-- start of MATERIAL FOR THIS EXERCISE --

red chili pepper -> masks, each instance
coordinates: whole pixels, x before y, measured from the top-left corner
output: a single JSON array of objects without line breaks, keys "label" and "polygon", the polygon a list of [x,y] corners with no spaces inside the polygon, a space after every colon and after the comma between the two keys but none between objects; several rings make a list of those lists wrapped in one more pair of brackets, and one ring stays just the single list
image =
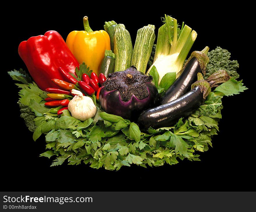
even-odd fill
[{"label": "red chili pepper", "polygon": [[73,98],[72,96],[63,94],[47,94],[47,96],[48,97],[55,99],[63,100],[67,99],[68,98]]},{"label": "red chili pepper", "polygon": [[98,85],[98,84],[96,83],[96,82],[91,79],[90,79],[90,85],[94,89],[95,92],[98,91],[98,90],[99,90],[99,85]]},{"label": "red chili pepper", "polygon": [[65,90],[72,90],[75,87],[75,85],[72,83],[68,82],[63,80],[58,80],[57,79],[52,79],[51,81],[57,85],[58,85],[61,88]]},{"label": "red chili pepper", "polygon": [[50,97],[47,97],[45,99],[45,100],[47,102],[50,102],[51,101],[56,100],[56,99],[53,99],[52,98],[50,98]]},{"label": "red chili pepper", "polygon": [[48,88],[45,90],[48,93],[54,94],[63,94],[70,95],[70,92],[68,91],[57,88]]},{"label": "red chili pepper", "polygon": [[101,87],[98,89],[98,91],[97,91],[97,95],[96,95],[96,99],[97,100],[98,100],[99,98],[99,91],[100,91],[101,88]]},{"label": "red chili pepper", "polygon": [[78,81],[78,85],[83,91],[89,96],[95,93],[94,90],[88,84],[83,81]]},{"label": "red chili pepper", "polygon": [[45,103],[45,105],[49,107],[57,107],[60,106],[62,100],[54,100],[50,102],[47,102]]},{"label": "red chili pepper", "polygon": [[94,72],[92,72],[92,73],[91,74],[91,79],[94,80],[96,83],[99,83],[99,78],[98,78],[98,76],[96,73]]},{"label": "red chili pepper", "polygon": [[77,82],[76,79],[65,71],[63,70],[61,67],[59,67],[59,71],[60,71],[60,72],[61,72],[61,73],[65,80],[66,80],[69,82],[76,84]]},{"label": "red chili pepper", "polygon": [[89,85],[90,83],[90,78],[86,73],[83,73],[82,75],[82,80]]},{"label": "red chili pepper", "polygon": [[64,110],[67,110],[68,109],[67,107],[63,107],[61,109],[60,109],[58,111],[58,112],[57,112],[57,114],[58,115],[61,115],[63,113],[63,111]]},{"label": "red chili pepper", "polygon": [[103,83],[106,81],[107,79],[105,76],[102,73],[101,73],[99,75],[99,82],[100,85],[102,85]]},{"label": "red chili pepper", "polygon": [[61,102],[61,105],[62,106],[67,106],[69,103],[69,100],[68,99],[63,99]]}]

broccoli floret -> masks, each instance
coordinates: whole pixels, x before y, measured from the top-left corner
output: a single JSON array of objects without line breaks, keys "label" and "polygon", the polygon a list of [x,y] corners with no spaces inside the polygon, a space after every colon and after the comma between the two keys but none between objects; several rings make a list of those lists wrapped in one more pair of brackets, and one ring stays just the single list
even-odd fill
[{"label": "broccoli floret", "polygon": [[17,103],[20,108],[21,118],[24,119],[26,126],[29,128],[29,130],[31,132],[33,132],[37,127],[35,126],[34,122],[34,119],[36,117],[35,113],[29,107],[21,103],[19,100]]},{"label": "broccoli floret", "polygon": [[239,75],[237,72],[239,64],[237,60],[229,60],[230,54],[227,50],[218,46],[209,52],[207,55],[210,60],[206,67],[205,79],[220,69],[225,70],[230,76],[235,79],[239,77]]}]

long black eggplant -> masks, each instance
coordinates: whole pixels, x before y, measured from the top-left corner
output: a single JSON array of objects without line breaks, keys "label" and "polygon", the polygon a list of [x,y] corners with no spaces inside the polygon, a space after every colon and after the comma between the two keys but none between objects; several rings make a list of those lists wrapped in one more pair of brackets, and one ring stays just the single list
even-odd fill
[{"label": "long black eggplant", "polygon": [[159,104],[163,105],[176,99],[186,93],[191,89],[191,85],[197,80],[198,73],[205,73],[209,58],[206,54],[209,47],[206,46],[201,51],[195,51],[189,58],[181,71],[178,77],[159,98]]},{"label": "long black eggplant", "polygon": [[228,80],[230,77],[224,70],[220,70],[204,80],[200,73],[198,80],[192,85],[192,89],[186,94],[170,102],[147,110],[140,115],[137,123],[141,130],[147,132],[150,127],[157,129],[173,126],[181,117],[189,116],[203,103],[211,91]]}]

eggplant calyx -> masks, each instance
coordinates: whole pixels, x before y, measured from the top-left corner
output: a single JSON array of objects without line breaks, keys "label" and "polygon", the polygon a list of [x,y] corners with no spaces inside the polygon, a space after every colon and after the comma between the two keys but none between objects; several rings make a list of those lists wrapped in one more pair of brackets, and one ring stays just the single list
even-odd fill
[{"label": "eggplant calyx", "polygon": [[190,56],[186,62],[184,67],[186,66],[189,61],[193,58],[195,58],[198,60],[202,72],[205,75],[206,73],[206,67],[209,62],[209,58],[207,55],[209,47],[206,46],[202,51],[194,51],[191,53]]},{"label": "eggplant calyx", "polygon": [[211,87],[217,87],[231,78],[225,70],[220,69],[211,75],[206,80],[210,83]]},{"label": "eggplant calyx", "polygon": [[147,89],[152,77],[147,76],[132,67],[125,71],[109,74],[104,83],[107,91],[117,90],[122,100],[127,101],[133,95],[138,99],[143,99],[149,95]]},{"label": "eggplant calyx", "polygon": [[201,92],[203,93],[203,97],[204,99],[205,99],[211,91],[210,83],[204,80],[199,79],[193,83],[191,85],[191,88],[193,89],[196,86],[199,87]]}]

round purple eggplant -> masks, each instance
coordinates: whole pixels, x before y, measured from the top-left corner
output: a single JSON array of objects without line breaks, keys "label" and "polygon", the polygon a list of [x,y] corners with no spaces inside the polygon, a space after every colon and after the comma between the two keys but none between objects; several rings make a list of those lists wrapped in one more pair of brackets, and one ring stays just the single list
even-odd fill
[{"label": "round purple eggplant", "polygon": [[132,67],[109,74],[102,87],[99,99],[106,113],[136,120],[143,111],[154,106],[158,92],[152,78]]}]

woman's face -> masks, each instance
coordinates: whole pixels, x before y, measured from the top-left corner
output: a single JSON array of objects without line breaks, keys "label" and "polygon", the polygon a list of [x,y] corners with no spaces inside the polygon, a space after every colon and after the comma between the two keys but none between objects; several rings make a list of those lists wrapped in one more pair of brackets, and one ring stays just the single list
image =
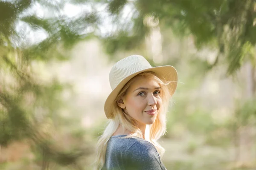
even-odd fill
[{"label": "woman's face", "polygon": [[151,79],[143,76],[134,79],[119,106],[137,121],[138,126],[151,125],[162,107],[160,86]]}]

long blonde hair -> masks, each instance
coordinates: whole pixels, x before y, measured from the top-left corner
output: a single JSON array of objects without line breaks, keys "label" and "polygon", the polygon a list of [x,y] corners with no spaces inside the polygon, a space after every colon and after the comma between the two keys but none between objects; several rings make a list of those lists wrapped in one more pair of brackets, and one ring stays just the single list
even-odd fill
[{"label": "long blonde hair", "polygon": [[157,143],[157,141],[166,132],[166,112],[169,100],[171,97],[167,85],[170,82],[166,82],[165,80],[160,79],[154,72],[144,72],[136,75],[125,84],[111,105],[113,119],[109,120],[102,135],[99,138],[97,145],[96,159],[94,163],[97,170],[101,170],[103,167],[105,163],[105,156],[108,142],[119,125],[121,125],[124,129],[132,132],[131,134],[125,136],[125,138],[135,136],[143,138],[141,131],[135,125],[136,120],[124,112],[117,105],[117,101],[125,96],[127,89],[134,82],[134,78],[139,76],[152,79],[156,81],[161,86],[160,95],[163,106],[159,110],[155,122],[152,125],[147,125],[149,126],[149,128],[146,129],[145,136],[148,136],[147,139],[145,138],[145,140],[148,141],[155,146],[161,157],[165,152],[164,149]]}]

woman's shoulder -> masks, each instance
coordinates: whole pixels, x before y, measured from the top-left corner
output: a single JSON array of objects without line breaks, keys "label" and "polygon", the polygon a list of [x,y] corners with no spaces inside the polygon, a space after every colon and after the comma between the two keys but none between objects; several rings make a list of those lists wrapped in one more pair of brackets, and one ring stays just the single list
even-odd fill
[{"label": "woman's shoulder", "polygon": [[157,154],[155,147],[150,142],[140,138],[134,138],[134,143],[127,151],[127,154],[133,155]]},{"label": "woman's shoulder", "polygon": [[116,148],[125,150],[126,154],[132,153],[134,152],[146,153],[156,151],[154,146],[150,142],[145,139],[137,137],[124,138],[125,135],[112,136],[110,140],[111,145],[114,145]]}]

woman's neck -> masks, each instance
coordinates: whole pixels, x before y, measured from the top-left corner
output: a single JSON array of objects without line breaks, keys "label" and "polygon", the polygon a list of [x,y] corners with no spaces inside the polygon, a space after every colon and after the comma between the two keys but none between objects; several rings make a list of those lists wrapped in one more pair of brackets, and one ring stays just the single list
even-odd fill
[{"label": "woman's neck", "polygon": [[[146,130],[146,125],[138,126],[138,128],[140,130],[142,133],[142,136],[143,139],[145,139],[145,134]],[[129,135],[132,133],[132,132],[128,130],[127,129],[124,129],[121,126],[119,126],[116,130],[112,136]]]}]

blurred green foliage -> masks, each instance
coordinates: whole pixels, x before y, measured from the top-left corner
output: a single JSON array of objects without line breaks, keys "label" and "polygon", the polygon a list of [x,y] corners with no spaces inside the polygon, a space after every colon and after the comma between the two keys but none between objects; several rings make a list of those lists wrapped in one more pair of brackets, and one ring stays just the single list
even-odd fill
[{"label": "blurred green foliage", "polygon": [[[89,155],[91,158],[87,159],[93,161],[91,146],[102,133],[105,121],[99,120],[93,128],[84,130],[78,125],[79,118],[63,116],[62,111],[70,106],[62,94],[65,91],[72,93],[72,85],[61,83],[55,78],[45,81],[41,74],[44,71],[33,65],[38,62],[47,65],[53,60],[68,60],[70,50],[78,42],[92,37],[101,41],[111,60],[117,60],[116,56],[120,51],[146,54],[145,38],[158,28],[163,48],[168,48],[167,44],[173,39],[182,41],[191,37],[198,50],[210,47],[218,52],[211,63],[197,54],[186,56],[188,53],[181,51],[177,57],[167,55],[167,64],[179,68],[179,64],[186,62],[187,72],[180,74],[180,77],[187,83],[177,90],[180,96],[176,97],[175,110],[168,116],[168,133],[163,138],[175,140],[182,139],[183,136],[190,136],[185,139],[188,142],[184,150],[189,156],[195,155],[202,146],[225,150],[233,143],[237,144],[241,138],[241,127],[255,128],[256,88],[253,99],[239,99],[232,117],[222,123],[212,118],[211,108],[203,108],[198,98],[189,96],[215,66],[226,65],[227,75],[233,76],[249,61],[255,70],[255,0],[0,0],[0,146],[25,141],[31,146],[35,157],[33,161],[41,169],[89,168],[82,167],[86,160],[80,158]],[[63,13],[68,3],[87,6],[92,10],[68,17]],[[43,11],[44,17],[35,11],[35,6]],[[99,6],[106,6],[104,12],[107,14],[101,15]],[[124,18],[127,6],[131,9],[131,17]],[[116,26],[102,35],[100,29],[107,17],[108,24]],[[38,31],[44,33],[45,38],[40,40],[40,34],[35,34],[35,37],[29,37],[29,33]],[[186,50],[185,47],[183,51]],[[149,60],[152,66],[157,65]],[[256,80],[252,80],[256,87]],[[191,105],[192,109],[189,108]],[[70,127],[74,124],[76,128],[73,129]],[[62,130],[75,141],[68,146],[58,143],[55,136]],[[198,138],[201,136],[201,143],[198,143]],[[90,140],[90,143],[87,143]],[[166,153],[166,157],[171,154]],[[190,159],[164,164],[168,169],[219,170],[227,166],[230,160],[227,159],[210,155],[195,159],[201,163]],[[24,164],[30,161],[26,158],[23,161]],[[0,169],[10,164],[0,163]],[[254,168],[248,167],[233,166],[230,169]]]}]

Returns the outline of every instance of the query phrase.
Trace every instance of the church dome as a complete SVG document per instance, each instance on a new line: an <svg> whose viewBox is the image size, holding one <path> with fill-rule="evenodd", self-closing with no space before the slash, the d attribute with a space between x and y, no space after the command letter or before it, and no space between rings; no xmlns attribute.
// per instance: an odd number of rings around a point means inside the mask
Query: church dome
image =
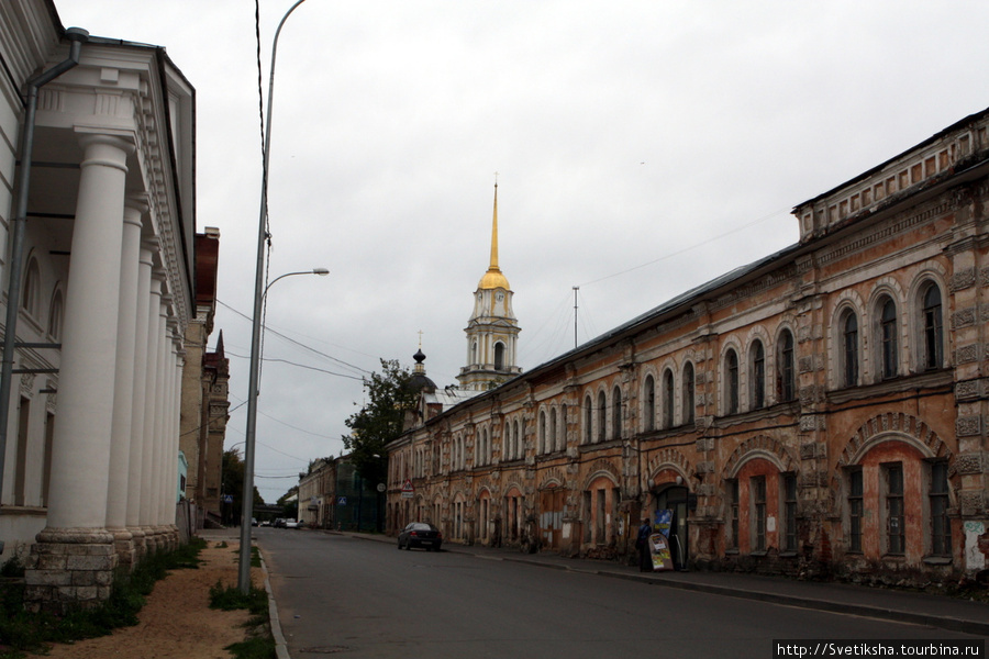
<svg viewBox="0 0 989 659"><path fill-rule="evenodd" d="M425 375L425 366L422 364L425 361L425 355L422 354L422 348L415 351L412 359L415 360L415 367L412 370L412 377L409 378L409 382L405 384L405 389L412 393L436 391L436 383Z"/></svg>
<svg viewBox="0 0 989 659"><path fill-rule="evenodd" d="M507 291L511 290L511 287L508 283L508 279L504 278L504 275L501 273L501 270L498 266L489 268L485 276L481 277L480 283L477 284L477 288L482 291L490 291L497 288L504 289Z"/></svg>

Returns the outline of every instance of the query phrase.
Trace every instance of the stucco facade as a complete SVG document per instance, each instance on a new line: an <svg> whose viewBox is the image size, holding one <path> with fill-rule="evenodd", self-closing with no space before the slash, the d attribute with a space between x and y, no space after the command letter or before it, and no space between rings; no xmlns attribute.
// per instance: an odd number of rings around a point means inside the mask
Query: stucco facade
<svg viewBox="0 0 989 659"><path fill-rule="evenodd" d="M615 558L662 509L678 565L985 570L987 129L962 120L799 204L798 244L427 412L389 445L389 528Z"/></svg>
<svg viewBox="0 0 989 659"><path fill-rule="evenodd" d="M4 335L18 342L0 558L26 559L30 607L63 611L178 541L195 90L164 48L68 32L51 0L0 3L0 57Z"/></svg>

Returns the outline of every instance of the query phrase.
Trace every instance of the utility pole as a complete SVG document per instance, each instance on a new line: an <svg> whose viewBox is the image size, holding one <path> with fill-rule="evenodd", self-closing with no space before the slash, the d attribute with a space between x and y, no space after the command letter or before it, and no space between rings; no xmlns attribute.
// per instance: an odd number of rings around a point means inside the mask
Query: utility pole
<svg viewBox="0 0 989 659"><path fill-rule="evenodd" d="M580 290L579 286L574 287L574 349L577 349L577 291Z"/></svg>

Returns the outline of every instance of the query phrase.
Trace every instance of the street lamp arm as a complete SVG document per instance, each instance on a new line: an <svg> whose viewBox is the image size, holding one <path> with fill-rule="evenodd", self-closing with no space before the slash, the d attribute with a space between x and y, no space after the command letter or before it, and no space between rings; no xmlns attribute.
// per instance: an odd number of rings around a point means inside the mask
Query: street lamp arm
<svg viewBox="0 0 989 659"><path fill-rule="evenodd" d="M271 69L268 71L268 108L265 119L265 142L262 156L262 193L260 211L257 221L257 263L254 277L254 323L251 330L251 373L247 383L247 433L244 447L244 498L241 516L241 565L237 571L237 590L243 594L251 592L251 514L254 507L254 440L257 427L257 380L259 377L258 364L260 362L260 314L264 293L268 287L264 286L265 270L265 243L268 237L266 226L268 211L268 159L271 155L271 101L275 91L275 55L278 52L278 36L281 26L289 15L305 0L298 0L281 16L278 29L275 31L275 40L271 42ZM273 282L274 283L274 282Z"/></svg>
<svg viewBox="0 0 989 659"><path fill-rule="evenodd" d="M265 292L262 297L268 294L268 289L275 286L275 282L279 279L285 279L286 277L292 277L295 275L319 275L320 277L325 277L330 273L330 270L326 268L313 268L312 270L299 270L298 272L286 272L285 275L279 275L275 279L268 282L268 286L265 287Z"/></svg>

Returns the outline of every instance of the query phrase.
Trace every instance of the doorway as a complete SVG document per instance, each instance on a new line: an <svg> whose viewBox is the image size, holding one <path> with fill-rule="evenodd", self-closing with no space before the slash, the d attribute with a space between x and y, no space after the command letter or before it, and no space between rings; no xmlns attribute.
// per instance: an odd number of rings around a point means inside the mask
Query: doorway
<svg viewBox="0 0 989 659"><path fill-rule="evenodd" d="M669 549L674 560L674 567L682 570L687 567L690 557L687 534L687 488L674 485L655 494L656 509L673 512L669 522Z"/></svg>

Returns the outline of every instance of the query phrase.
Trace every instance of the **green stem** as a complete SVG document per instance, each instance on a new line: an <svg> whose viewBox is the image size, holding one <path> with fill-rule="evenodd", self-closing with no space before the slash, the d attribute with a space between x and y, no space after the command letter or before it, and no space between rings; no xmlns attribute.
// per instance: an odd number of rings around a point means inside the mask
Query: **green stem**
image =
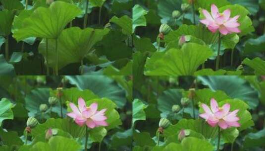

-- end of MATERIAL FOR THIS EXERCISE --

### WORK TO COMPLETE
Pick out each line in the listing above that contains the string "floret", and match its case exactly.

### EXERCISE SOLUTION
broccoli floret -> masks, each instance
[{"label": "broccoli floret", "polygon": [[17,103],[20,108],[21,118],[24,119],[26,126],[29,128],[29,130],[31,132],[33,132],[37,127],[35,126],[34,122],[34,119],[36,117],[35,113],[29,107],[21,103],[19,100]]},{"label": "broccoli floret", "polygon": [[239,75],[237,72],[239,64],[237,60],[229,60],[230,54],[227,50],[218,46],[209,52],[207,55],[210,60],[206,67],[205,79],[220,69],[225,70],[230,76],[235,79],[239,77]]}]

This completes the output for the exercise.